Source text

René-Georges Gastellier (1 October 1741 – 20 November 1821) was a French lawyer, physician, writer, and officeholder.

Born in Ferrières-en-Gâtinais, France, he studied law and then medicine, and began working in Parliament while also serving as physician to the Duc d’Orléans. In 1780 he became the Mayor of Montargis, and then a member of the provincial assembly of Orléans in 1787. He was elected as a member of the American Philosophical Society in 1786.

A popular man, he gained reelection as mayor of Montargis in 1791, gained election as deputy to the legislative assembly in Loiret (1792). His success took a halt upon the onset of the Reign of Terror, whereupon he retired from his legislative offices, and wound up imprisoned and sentenced to death (1794). His luck returned to him, however, when Robespierre’s passing rendered Gastelier's death sentence null and void. After 6 months in behind bars, he regained his freedom.

Thereafter he left Montargis for Paris, where he mainly continued with his writing, having throughout his life published a myriad of works, mainly on medical topics. He also corresponded with figures such as Benjamin Franklin and served alongside the Philadelphian as a member of the Société Royale de Médecin.

In 1817, King Louis XVIII initiated him into the Order of Saint Michael. He died in Paris.

Brief 1
In the biography of René-Georges Gastellier, why did his death sentence become null and void? Answer in one to three sentences.
Brief 2
Translate this sentence from the biography of René-Georges Gastellier into Spanish: "In 1817, King Louis XVIII initiated him into the Order of Saint Michael."
Brief 3
Rewrite the part of the biography of René-Georges Gastellier between "Thereafter he left" and "Royale de Médecin.", inclusive, replacing "myriad" with "multitude".

Given data
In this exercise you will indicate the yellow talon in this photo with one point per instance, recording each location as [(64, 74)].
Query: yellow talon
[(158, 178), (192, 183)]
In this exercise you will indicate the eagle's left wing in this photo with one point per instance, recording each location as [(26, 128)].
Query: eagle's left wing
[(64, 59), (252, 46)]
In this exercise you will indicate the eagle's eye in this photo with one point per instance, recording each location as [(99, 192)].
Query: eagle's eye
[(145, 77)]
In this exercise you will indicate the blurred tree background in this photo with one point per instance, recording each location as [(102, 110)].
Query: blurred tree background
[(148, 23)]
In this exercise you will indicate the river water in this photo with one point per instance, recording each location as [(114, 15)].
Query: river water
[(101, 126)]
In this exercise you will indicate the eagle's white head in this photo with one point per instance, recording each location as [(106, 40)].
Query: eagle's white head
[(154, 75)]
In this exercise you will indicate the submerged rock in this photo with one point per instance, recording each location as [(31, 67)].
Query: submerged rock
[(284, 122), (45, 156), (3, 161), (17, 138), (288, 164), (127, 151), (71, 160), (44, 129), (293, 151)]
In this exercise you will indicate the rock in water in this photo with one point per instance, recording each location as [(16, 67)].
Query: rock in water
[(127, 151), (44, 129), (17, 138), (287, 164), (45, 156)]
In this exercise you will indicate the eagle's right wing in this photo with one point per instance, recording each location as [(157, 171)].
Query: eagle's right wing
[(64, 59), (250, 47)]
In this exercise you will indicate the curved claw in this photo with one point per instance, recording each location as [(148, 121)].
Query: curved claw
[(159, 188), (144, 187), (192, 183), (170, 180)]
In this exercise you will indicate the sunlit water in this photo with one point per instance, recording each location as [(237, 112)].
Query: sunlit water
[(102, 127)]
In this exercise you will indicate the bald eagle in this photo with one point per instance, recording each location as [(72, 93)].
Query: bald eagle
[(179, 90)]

Final answer 1
Robespierre's passing rendered Gastellier's death sentence null and void.

Final answer 2
En 1817, el rey Luis XVIII lo admitió en la Orden de San Miguel.

Final answer 3
Thereafter he left Montargis for Paris, where he mainly continued with his writing, having throughout his life published a multitude of works, mainly on medical topics. He also corresponded with figures such as Benjamin Franklin and served alongside the Philadelphian as a member of the Société Royale de Médecin.